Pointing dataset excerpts
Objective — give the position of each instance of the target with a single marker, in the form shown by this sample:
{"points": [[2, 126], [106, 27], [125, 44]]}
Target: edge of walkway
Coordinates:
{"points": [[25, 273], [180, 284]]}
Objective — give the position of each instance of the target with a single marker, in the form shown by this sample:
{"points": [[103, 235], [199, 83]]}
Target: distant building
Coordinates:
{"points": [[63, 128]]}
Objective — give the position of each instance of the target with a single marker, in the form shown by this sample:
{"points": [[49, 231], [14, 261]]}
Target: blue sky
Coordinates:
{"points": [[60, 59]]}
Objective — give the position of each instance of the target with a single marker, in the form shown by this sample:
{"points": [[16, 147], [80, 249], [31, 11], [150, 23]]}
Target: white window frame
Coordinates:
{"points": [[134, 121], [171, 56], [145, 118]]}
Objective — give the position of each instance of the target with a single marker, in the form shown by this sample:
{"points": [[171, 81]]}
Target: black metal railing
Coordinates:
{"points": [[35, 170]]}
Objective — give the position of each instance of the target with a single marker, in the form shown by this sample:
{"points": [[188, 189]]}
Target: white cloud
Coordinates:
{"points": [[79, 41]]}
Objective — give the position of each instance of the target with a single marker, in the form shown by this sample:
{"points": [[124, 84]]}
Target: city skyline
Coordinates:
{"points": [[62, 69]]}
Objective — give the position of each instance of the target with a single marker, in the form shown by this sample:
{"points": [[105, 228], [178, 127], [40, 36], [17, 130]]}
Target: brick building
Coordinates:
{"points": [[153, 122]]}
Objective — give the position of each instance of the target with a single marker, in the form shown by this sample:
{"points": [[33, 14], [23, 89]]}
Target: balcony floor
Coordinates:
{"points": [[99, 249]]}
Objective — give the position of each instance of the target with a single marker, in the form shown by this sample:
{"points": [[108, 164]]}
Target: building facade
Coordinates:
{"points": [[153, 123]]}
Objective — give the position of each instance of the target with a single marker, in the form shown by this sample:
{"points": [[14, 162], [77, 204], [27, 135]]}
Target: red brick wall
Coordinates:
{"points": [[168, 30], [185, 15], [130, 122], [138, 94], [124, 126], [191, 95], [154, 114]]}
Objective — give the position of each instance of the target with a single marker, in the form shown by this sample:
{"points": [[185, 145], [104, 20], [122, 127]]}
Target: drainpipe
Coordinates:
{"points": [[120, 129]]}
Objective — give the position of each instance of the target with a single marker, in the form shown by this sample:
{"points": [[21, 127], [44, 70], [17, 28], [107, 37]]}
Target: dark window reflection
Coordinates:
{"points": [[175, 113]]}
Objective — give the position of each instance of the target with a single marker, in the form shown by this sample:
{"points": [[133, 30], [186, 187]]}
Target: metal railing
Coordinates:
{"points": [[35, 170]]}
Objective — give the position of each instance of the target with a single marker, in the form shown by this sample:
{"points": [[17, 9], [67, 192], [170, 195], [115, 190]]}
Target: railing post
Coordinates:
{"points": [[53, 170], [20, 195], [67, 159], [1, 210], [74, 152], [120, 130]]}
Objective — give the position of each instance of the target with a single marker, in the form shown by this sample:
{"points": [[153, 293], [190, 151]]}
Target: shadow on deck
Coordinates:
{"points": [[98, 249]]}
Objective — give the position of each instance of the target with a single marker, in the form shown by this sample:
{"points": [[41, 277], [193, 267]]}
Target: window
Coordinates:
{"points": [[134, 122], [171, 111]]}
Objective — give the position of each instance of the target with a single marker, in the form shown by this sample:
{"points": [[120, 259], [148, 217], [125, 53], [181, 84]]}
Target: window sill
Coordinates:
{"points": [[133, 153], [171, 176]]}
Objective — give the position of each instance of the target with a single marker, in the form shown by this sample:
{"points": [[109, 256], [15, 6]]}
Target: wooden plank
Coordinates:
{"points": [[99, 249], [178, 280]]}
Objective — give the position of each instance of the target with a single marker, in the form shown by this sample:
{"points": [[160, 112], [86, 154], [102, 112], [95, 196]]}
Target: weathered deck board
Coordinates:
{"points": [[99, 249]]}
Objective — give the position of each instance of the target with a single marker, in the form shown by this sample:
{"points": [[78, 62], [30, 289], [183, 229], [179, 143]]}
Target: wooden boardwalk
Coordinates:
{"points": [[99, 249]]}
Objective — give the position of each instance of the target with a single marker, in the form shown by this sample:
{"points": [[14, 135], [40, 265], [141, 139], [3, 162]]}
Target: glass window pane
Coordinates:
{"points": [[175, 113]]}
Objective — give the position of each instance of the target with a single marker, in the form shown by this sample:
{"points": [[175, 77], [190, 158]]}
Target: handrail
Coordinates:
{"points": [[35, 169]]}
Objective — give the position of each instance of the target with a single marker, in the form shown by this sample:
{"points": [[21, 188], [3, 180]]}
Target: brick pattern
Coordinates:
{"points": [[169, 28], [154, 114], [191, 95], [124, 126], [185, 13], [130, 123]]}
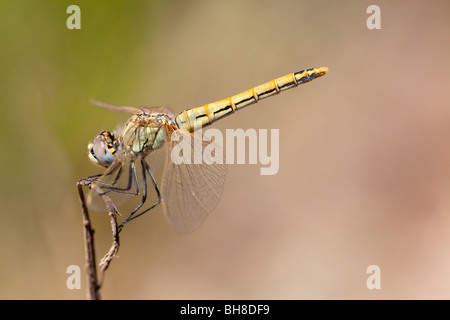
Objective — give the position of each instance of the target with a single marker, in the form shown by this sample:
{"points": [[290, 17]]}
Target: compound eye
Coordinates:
{"points": [[102, 150]]}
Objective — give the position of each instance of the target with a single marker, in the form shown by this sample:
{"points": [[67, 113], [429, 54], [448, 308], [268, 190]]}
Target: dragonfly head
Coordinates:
{"points": [[103, 150]]}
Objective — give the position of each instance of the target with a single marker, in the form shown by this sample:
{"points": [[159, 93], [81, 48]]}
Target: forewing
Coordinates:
{"points": [[191, 191]]}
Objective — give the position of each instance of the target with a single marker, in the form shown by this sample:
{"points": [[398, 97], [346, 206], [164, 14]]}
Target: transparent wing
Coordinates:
{"points": [[192, 188], [132, 110], [129, 184]]}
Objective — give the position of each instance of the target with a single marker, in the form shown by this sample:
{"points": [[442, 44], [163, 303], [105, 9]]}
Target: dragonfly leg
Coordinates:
{"points": [[145, 171]]}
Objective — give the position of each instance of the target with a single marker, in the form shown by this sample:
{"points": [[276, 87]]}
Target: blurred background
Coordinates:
{"points": [[364, 175]]}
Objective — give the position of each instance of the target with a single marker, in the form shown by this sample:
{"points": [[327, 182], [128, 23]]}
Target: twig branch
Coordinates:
{"points": [[93, 284]]}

Task brief - Restate the whole listing above exactly, please, omitting every image.

In response -
Objective — give the position of each instance of the target with a single marker, in the form shown by this sample:
{"points": [[2, 126], [106, 27], [125, 44]]}
Target: edge of walkway
Coordinates:
{"points": [[25, 273], [180, 284]]}
Objective — give the position of each instance of the target with a single marker, in the form shown by this sample:
{"points": [[103, 235], [199, 83]]}
Target: distant building
Coordinates:
{"points": [[63, 128]]}
Objective — give the position of each instance of the target with a single marker, in the form shown by this sample:
{"points": [[49, 231], [14, 261]]}
Target: blue sky
Coordinates:
{"points": [[60, 59]]}
Objective — give the position of each instance of the target with a single marker, in the form shown by this sample:
{"points": [[16, 147], [80, 249], [31, 11], [150, 23]]}
Target: white window frame
Coordinates:
{"points": [[134, 121], [171, 56], [145, 118]]}
Objective — give the position of each instance of the target with a single marker, in the form shown by this sample:
{"points": [[171, 81]]}
Target: black metal railing
Coordinates:
{"points": [[35, 170]]}
Objective — give the position of each instance of the target with a single marker, in the form shown by this sample:
{"points": [[188, 189]]}
Target: white cloud
Coordinates:
{"points": [[79, 41]]}
Objective — give the position of each instance of the target with a single marker, in the form shown by this sample:
{"points": [[124, 84]]}
Target: city skyline
Coordinates:
{"points": [[62, 69]]}
Objective — give the position of each instance of the target with a single marker, in the form shown by this sample:
{"points": [[105, 228], [178, 127], [40, 36], [17, 130]]}
Target: brick building
Coordinates:
{"points": [[153, 122]]}
Objective — give the position of each instance of the target with a single marker, in the form shown by this sample:
{"points": [[33, 14], [23, 89]]}
Target: balcony floor
Coordinates:
{"points": [[99, 249]]}
Objective — give the position of each instance of the target with a single marker, in the form shown by this sample:
{"points": [[108, 164]]}
Target: building facade
Coordinates:
{"points": [[153, 123]]}
Objective — give the position of each instance of the target with a single marker, in the form shown by this sample:
{"points": [[14, 162], [77, 204], [27, 135]]}
Target: red brick wall
Coordinates:
{"points": [[168, 30], [185, 15], [130, 122], [138, 94], [124, 126], [191, 95], [154, 114]]}
Objective — give the position of each instance of the target with a single marker, in the form shown by this sample:
{"points": [[185, 145], [104, 20], [122, 127]]}
Target: drainpipe
Coordinates:
{"points": [[120, 129]]}
Objective — give the position of each instance of the target with a single marker, in the form shown by this sample:
{"points": [[21, 127], [44, 70], [17, 28], [107, 37]]}
Target: dark window reflection
Coordinates:
{"points": [[175, 113]]}
Objective — give the position of each instance of the target with a single marker, in the form shown by this sample:
{"points": [[133, 30], [186, 187]]}
Target: metal railing
Coordinates:
{"points": [[35, 170]]}
Objective — give the position of each instance of the target with a single marker, in the form shown by this sample:
{"points": [[17, 9], [67, 192], [170, 195], [115, 190]]}
Target: railing post
Coordinates:
{"points": [[53, 170], [20, 195], [67, 159], [1, 210], [74, 152], [120, 130]]}
Objective — give the position of each instance of the target with a single marker, in the form shown by this sample:
{"points": [[153, 293], [190, 151]]}
Target: shadow on deck
Coordinates:
{"points": [[98, 249]]}
Objective — give the position of each instance of the target with a single marker, in the form shown by this sample:
{"points": [[41, 277], [193, 267]]}
Target: window
Coordinates:
{"points": [[134, 122], [171, 111]]}
Objective — give the position of each instance of the target with a single marker, in the form shown by this sample:
{"points": [[120, 259], [148, 217], [125, 53], [181, 84]]}
Target: window sill
Coordinates:
{"points": [[133, 153], [171, 176]]}
Objective — give the position of each instance of the target with a single marker, in the form shown by this sample:
{"points": [[109, 256], [15, 6]]}
Target: wooden plank
Coordinates:
{"points": [[99, 249], [178, 280]]}
Objective — give the position of each instance of the target with a single marker, in the form shown by this sample:
{"points": [[160, 112], [86, 154], [102, 112], [95, 196]]}
Target: weathered deck board
Coordinates:
{"points": [[99, 249]]}
Objective — give the position of each instance of the target with a single marker, in the form shown by this sample:
{"points": [[78, 62], [30, 289], [183, 229], [179, 143]]}
Target: wooden boardwalk
Coordinates:
{"points": [[99, 249]]}
Objective — give the position of each instance of the target with a single marker, in the form shown by this sample:
{"points": [[14, 135], [40, 265], [141, 139], [3, 162]]}
Target: glass window pane
Coordinates:
{"points": [[175, 113]]}
Objective — give the position of each instance of the target with a single marker, in the form shown by this sample:
{"points": [[175, 77], [190, 158]]}
Target: handrail
Coordinates:
{"points": [[35, 169]]}
Objective — give the position of each instance of the target with a single marker, in the form shown by this sample:
{"points": [[21, 188], [3, 180]]}
Target: brick pattern
Coordinates:
{"points": [[169, 28], [154, 114], [191, 95], [124, 126], [185, 13], [130, 123]]}
Objective — give the position of each instance of the target with a single marker, in the form shown by this sample:
{"points": [[290, 17]]}
Target: compound eye
Coordinates:
{"points": [[102, 150]]}
Objective — give the position of each instance of the target with a single marker, in the form shown by this sample:
{"points": [[67, 113], [429, 54], [448, 308], [268, 190]]}
Target: dragonfly head
Coordinates:
{"points": [[103, 150]]}
Objective — give the position of each instance of the target with a single marker, in the form shown by this sample:
{"points": [[159, 93], [81, 48]]}
Target: forewing
Coordinates:
{"points": [[191, 191]]}
Objective — give the position of each instance of the target with a single marker, in the form shown by this sample:
{"points": [[398, 97], [346, 206], [164, 14]]}
Target: transparent wing
Coordinates:
{"points": [[192, 188], [132, 110], [129, 184]]}
Objective — give the position of each instance of the target with a single marker, in the form shown by this sample:
{"points": [[442, 44], [163, 303], [105, 9]]}
Target: dragonfly leg
Coordinates:
{"points": [[145, 171]]}
Objective — give the position of each instance of the target with a single marker, in the form shown by this sample:
{"points": [[276, 87]]}
Target: blurred background
Coordinates:
{"points": [[364, 175]]}
Objective — give the position of each instance of the target with a single marker, in the form shown by this sample:
{"points": [[327, 182], [128, 23]]}
Target: twig branch
Coordinates:
{"points": [[93, 284]]}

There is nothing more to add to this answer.